=== RÉCIT ===
<<<<

La Corogne – Peniche : 330 milles
Extraordinaire ! Au départ de La Corogne peu de vent et appréhension de retrouver cette foutue houle, mais non, cette fois, ça allait, la houle était longue. Le vent est monté progressivement vers le cap Finistère que j’ai découvert au petit matin avec 35 nœuds de vent dans le dos ! Ce cap est vraiment impressionnant. Une énorme masse de roches, longue et déchirée par la houle. Extra. Je pense pas qu’il y ai eu 36 bateaux de 7,60 mètres qui soient passés par là ! Vive Santa Lucia !
Vitesse incroyable, 8 nds, 10 nds au surf, 12 nds parfois avec une voile d’avant de 6 mètres carré ! Et ça a continuer avec un bon vent, tout le long du Portugal !
C’était vraiment des conditions extra de navigation. Sans parler du nombre de dauphins et de bicéphales qui ont fait un bout de chemin avec nous. Nous avons d’ailleurs trouvé un jeu très amusant : nous lancions un pare-battage avec 10 mètres d’ammares et c’était alors le début d’un match très aquatique entre dauphins, un jeu ressemblant un peu à “ Attrapez le pompon ” dans les fêtes foraines. Un moment très sympa.
Ça allait tellement vite que je ne voulais plus m’arrêter ! Mais bon, les équipiers râlaient et on avait plus de vin ! Alors je me suis arrêté à Peniche près de Lisbonne. Ville extra, on a mangé du poulpe pour 5 euros, de la bière superbock à 50 cts, rencontré des Portugais sympas, réparé la voile d’avant un peu déchiré pendant le dernier trajet. Stan, mon équipier américain, a rencontré des compatriotes et n’a pas dormi plus de deux heures pendant les deux jours ! Tant pis pour lui, c’est pas en mer que tu te reposeras ! Crazy Americans !

>>>>

=== CONSIGNE A ===
Citez sans rien changer les lignes de la liste situées entre son début et la ligne contenant "[0,77,37,85]", incluses, en laissant de côté les images.
Le récit et la liste n'ont aucun rapport entre eux.

=== DONNÉES D'ENTRÉE ===
<<<<

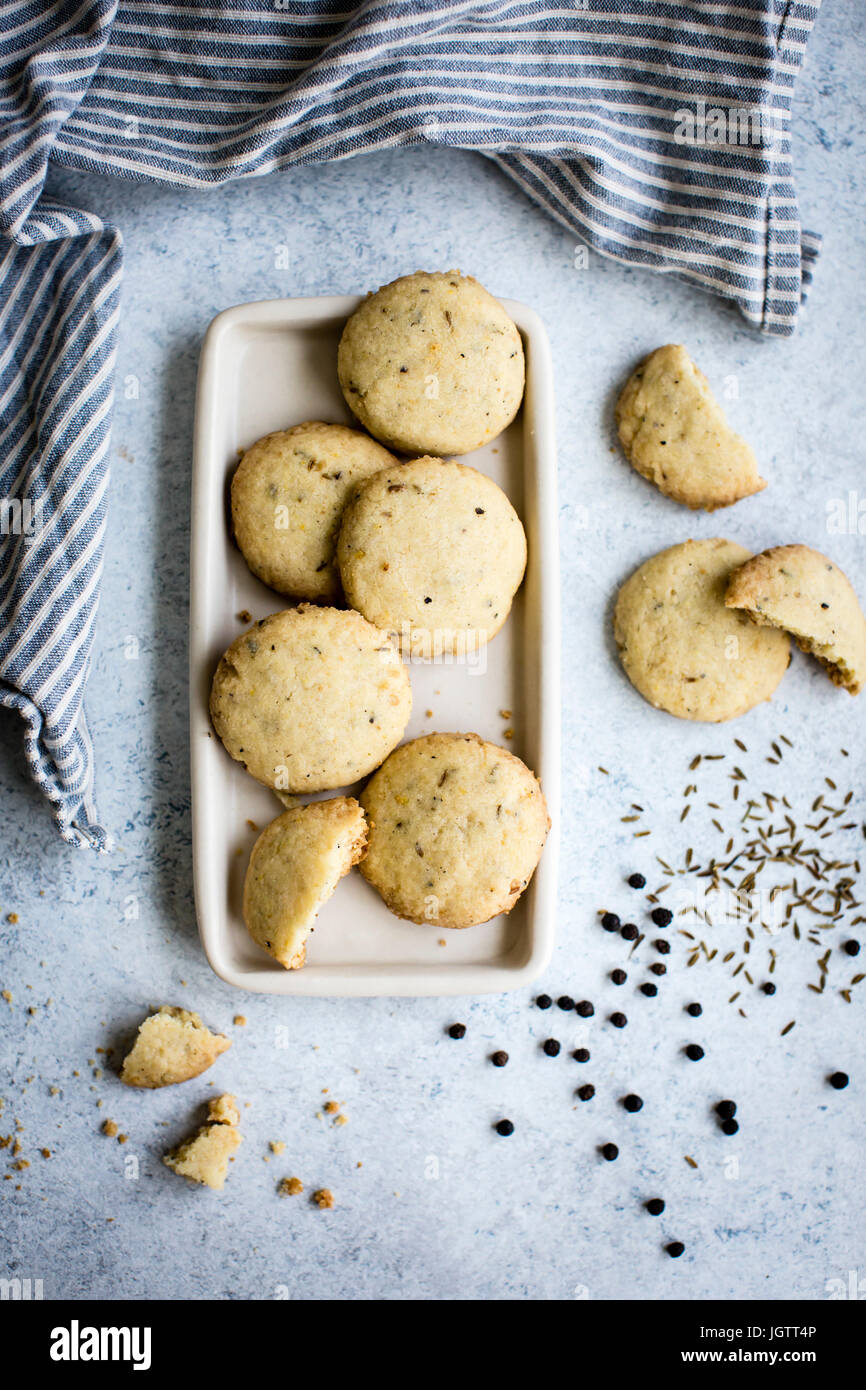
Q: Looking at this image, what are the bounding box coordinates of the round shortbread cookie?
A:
[726,545,866,695]
[210,603,411,792]
[243,796,367,970]
[336,457,527,657]
[336,270,524,455]
[361,734,550,927]
[613,539,791,723]
[232,420,396,602]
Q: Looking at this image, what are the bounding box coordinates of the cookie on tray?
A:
[613,539,791,723]
[724,545,866,695]
[360,734,550,927]
[243,796,367,970]
[121,1004,231,1090]
[210,603,411,792]
[336,457,527,656]
[616,343,766,512]
[232,420,396,603]
[336,270,524,455]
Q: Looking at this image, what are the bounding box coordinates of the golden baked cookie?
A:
[121,1004,231,1090]
[336,270,524,455]
[616,343,766,512]
[232,420,396,602]
[613,539,791,723]
[336,457,527,656]
[361,734,550,927]
[243,796,367,970]
[163,1095,243,1191]
[724,545,866,695]
[210,603,411,792]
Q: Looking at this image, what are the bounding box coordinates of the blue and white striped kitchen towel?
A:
[0,0,820,849]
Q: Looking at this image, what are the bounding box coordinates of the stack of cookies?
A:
[210,271,549,969]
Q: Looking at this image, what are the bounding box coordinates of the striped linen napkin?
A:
[0,0,820,849]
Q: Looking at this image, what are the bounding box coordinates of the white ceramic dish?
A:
[189,297,560,995]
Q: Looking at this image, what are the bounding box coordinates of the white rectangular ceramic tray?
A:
[189,297,560,995]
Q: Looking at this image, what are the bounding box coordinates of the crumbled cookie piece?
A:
[121,1005,231,1090]
[163,1095,242,1191]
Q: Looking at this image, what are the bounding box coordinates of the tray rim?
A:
[189,287,562,998]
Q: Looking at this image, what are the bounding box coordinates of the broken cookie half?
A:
[163,1095,243,1191]
[121,1004,231,1090]
[243,796,367,970]
[616,343,766,512]
[724,545,866,695]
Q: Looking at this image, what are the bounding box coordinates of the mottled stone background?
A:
[0,0,866,1300]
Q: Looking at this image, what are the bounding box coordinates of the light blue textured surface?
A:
[0,0,866,1298]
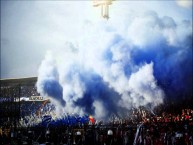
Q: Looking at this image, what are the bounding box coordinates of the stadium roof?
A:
[0,77,37,85]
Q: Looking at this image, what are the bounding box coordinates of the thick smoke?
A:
[37,12,192,118]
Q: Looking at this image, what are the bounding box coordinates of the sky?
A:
[1,0,193,118]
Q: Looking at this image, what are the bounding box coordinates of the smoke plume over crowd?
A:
[37,11,193,118]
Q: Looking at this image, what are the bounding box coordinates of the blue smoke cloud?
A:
[37,12,193,118]
[132,36,193,101]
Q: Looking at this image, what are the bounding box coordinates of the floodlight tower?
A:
[93,0,113,19]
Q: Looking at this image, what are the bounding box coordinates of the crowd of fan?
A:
[0,107,193,145]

>>>>

=== CONSIGNE B ===
Recopiez à l'identique la partie du récit comprise entre "La Corogne –" et "Santa Lucia !", incluses.

=== RÉPONSE COMPLÈTE A ===
Q: Looking at this image, what are the bounding box coordinates of the round shortbread cookie?
A:
[726,545,866,695]
[210,603,411,792]
[243,796,367,970]
[336,457,527,657]
[336,270,524,455]
[361,734,550,927]
[613,539,791,723]
[232,420,396,602]
Q: Looking at this image, what are the bounding box coordinates of the cookie on tray?
A:
[613,539,791,723]
[724,545,866,695]
[360,734,550,927]
[243,796,367,970]
[121,1004,231,1090]
[210,603,411,792]
[336,457,527,656]
[616,343,766,512]
[232,420,396,603]
[336,270,524,455]
Q: Looking at this image, what are the bounding box coordinates of the golden baked cookie?
A:
[121,1004,231,1090]
[336,270,524,455]
[616,343,766,512]
[232,420,396,602]
[613,539,791,723]
[336,457,527,656]
[361,734,550,927]
[243,796,367,970]
[163,1095,243,1191]
[724,545,866,695]
[210,603,411,792]
Q: Looking at this image, what are the bounding box coordinates of the blue and white striped kitchen towel?
A:
[0,0,820,849]
Q: Looking at this image, what are the bounding box coordinates of the stack of cookies?
A:
[210,271,549,969]
Q: Looking at this image, what are the bounding box coordinates of the striped linen napkin?
A:
[0,0,820,849]
Q: Looking at this image, what are the bounding box coordinates of the white ceramic dish?
A:
[189,297,560,995]
Q: Looking at this image, what are the bounding box coordinates of the white rectangular ceramic tray?
A:
[189,297,560,995]
Q: Looking at this image, what are the bounding box coordinates of the crumbled cookie piece?
A:
[121,1005,231,1090]
[163,1095,242,1191]
Q: Looking at this image, what are the bounding box coordinates of the tray rim?
A:
[189,287,562,998]
Q: Looking at this image, what are the bounding box coordinates of the broken cookie half?
A:
[163,1095,243,1191]
[121,1004,231,1090]
[243,796,367,970]
[616,343,766,512]
[724,545,866,695]
Q: Looking at this image, what are the bounding box coordinates of the mottled stone background?
A:
[0,0,866,1300]
Q: Looking at this image, what are the bounding box coordinates of the light blue textured surface?
A:
[0,0,866,1298]
Q: Looking at this image, what are the bounding box coordinates of the stadium roof?
A:
[0,77,37,85]

=== RÉPONSE COMPLÈTE B ===
La Corogne – Peniche : 330 milles
Extraordinaire ! Au départ de La Corogne peu de vent et appréhension de retrouver cette foutue houle, mais non, cette fois, ça allait, la houle était longue. Le vent est monté progressivement vers le cap Finistère que j’ai découvert au petit matin avec 35 nœuds de vent dans le dos ! Ce cap est vraiment impressionnant. Une énorme masse de roches, longue et déchirée par la houle. Extra. Je pense pas qu’il y ai eu 36 bateaux de 7,60 mètres qui soient passés par là ! Vive Santa Lucia !